Continue the personal post about growing up with ulcerative colitis, picking up right after its final sentence.

═════ EXTRACT TO READ

I feel like I owe you an apology. I haven’t been completely honest with you, and my flowery, melancholy posts about how stuck I feel in my skin may have been alarming. I’m deciding to make some changes. This post is to help you understand why.
For as long as I can remember, I have had health problems. They were so integral to my identity, that for a long time, when I would meet someone, I would introduce myself by saying, “Hi my name is Carly and I have a disease.” Which I do.
I don’t remember a time before I got sick. I remember the onset of symptoms, of the confusion and disbelief that comes from watching and experiencing your body not behave the way that it was trained to. The way that it’s supposed to. I remember the doctors, and I remember crying in the car on the way home from the diagnosis (Ulcerative Colitis). I was five years old, and I needed to start taking medicine every day, medicine I’d be on for the rest of my life.
But I don’t remember ever really feeling like I was sick. Sure, I had some bad days; some really bad days, and I missed a lot of my childhood. I missed a lot of birthday parties, a lot of school, and a lot of sleepovers. But I still felt like a kid, for the most part.

══════════
═════ RECORD EXCERPTS

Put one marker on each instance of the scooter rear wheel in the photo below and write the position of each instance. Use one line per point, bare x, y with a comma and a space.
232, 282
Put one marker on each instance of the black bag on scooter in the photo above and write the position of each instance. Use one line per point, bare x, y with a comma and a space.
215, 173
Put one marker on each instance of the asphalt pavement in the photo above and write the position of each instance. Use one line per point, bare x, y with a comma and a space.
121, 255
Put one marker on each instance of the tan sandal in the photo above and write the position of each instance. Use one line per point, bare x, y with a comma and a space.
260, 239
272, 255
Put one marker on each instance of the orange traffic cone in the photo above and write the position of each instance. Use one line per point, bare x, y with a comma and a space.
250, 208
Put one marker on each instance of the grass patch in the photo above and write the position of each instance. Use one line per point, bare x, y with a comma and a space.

══════════
═════ RECORD EXCERPTS

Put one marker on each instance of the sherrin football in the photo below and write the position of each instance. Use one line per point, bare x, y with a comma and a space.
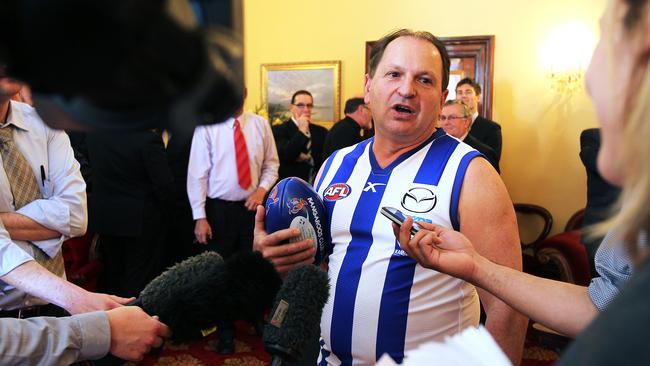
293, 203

══════════
═════ RECORD EXCERPTS

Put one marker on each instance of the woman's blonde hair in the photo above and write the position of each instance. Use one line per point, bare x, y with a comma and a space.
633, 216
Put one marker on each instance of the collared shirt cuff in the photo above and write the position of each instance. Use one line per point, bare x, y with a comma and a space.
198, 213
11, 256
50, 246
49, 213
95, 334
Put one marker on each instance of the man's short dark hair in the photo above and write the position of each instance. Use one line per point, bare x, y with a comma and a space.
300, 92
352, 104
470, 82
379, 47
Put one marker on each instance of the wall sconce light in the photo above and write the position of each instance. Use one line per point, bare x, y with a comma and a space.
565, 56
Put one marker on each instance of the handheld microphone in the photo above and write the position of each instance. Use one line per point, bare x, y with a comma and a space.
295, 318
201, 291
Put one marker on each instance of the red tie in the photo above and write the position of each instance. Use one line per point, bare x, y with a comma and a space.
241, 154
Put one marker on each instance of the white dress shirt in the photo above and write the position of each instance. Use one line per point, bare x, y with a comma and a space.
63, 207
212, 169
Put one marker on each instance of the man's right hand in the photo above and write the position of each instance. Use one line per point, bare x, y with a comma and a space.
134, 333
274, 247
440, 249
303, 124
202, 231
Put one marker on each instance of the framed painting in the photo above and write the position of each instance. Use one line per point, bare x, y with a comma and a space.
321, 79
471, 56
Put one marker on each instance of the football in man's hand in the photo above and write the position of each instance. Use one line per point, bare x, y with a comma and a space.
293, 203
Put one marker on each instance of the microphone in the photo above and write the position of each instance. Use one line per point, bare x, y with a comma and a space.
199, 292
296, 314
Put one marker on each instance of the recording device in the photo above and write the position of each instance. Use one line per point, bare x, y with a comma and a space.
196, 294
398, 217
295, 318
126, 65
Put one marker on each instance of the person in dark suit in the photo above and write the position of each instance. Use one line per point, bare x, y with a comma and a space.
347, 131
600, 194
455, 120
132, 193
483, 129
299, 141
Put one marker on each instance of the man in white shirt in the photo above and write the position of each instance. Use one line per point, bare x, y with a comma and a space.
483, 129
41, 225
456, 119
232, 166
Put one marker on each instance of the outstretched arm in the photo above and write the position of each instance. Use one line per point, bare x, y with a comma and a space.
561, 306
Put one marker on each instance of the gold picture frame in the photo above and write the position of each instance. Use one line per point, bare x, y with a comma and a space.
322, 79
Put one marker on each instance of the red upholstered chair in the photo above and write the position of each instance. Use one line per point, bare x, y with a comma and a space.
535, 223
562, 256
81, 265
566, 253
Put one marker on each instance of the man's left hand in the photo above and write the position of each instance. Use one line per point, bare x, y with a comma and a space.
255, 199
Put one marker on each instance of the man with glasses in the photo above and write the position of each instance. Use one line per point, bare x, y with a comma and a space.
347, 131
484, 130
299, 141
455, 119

══════════

TASK OUTPUT ->
The normalcy of my childhood is 100% completely and ultimately accredited to my parents. They gave me independence; allowed me to make my own decisions, to control how and when I wanted to take my medication, but they also did not let my disease define who I was or what I thought that I could do. They sent me to overnight camp with my bottles of pills, sent me to Israel when I was a little older, let me have relationships and let me explain on my own terms how and why I wasn’t always functioning on the same level as everyone around me. And I coped. I made a name for the “little man in my intestines,” who I creatively called Colin and determined each day whether he was in a good or bad mood. I took my medicine every day, talked to my doctors about switching from 4 pills 3 times a day to 12 pills once a day, and when I was in eighth grade and decided that it was all in my head, I even stopped taking my medicine for a while to prove it.
Obviously, I was wrong, and I still have the same condition today that I was diagnosed with when I was five. Plus one-or-two more, newer diagnoses (I was upgraded to Crohn’s Disease) that have resulted in my feeling a little bit disconnected from my body in the past few weeks. Just feeling like I’m really trapped in a machine that doesn’t know how to work, or keeps malfunctioning and I have no way of getting out.
I’m tired of feeling that way; I want to feel like I belong in this body, and while I know that there are certain things that I will never be able to change, I want to take control over the things that I can do. Primarily, I want to get rid of the extra weight that I’ve been lugging around; I want to be able to walk up two flights of stairs without getting winded, and I want to be able to shop in any store that I want to and find any article of clothing in my size that I’d like to buy.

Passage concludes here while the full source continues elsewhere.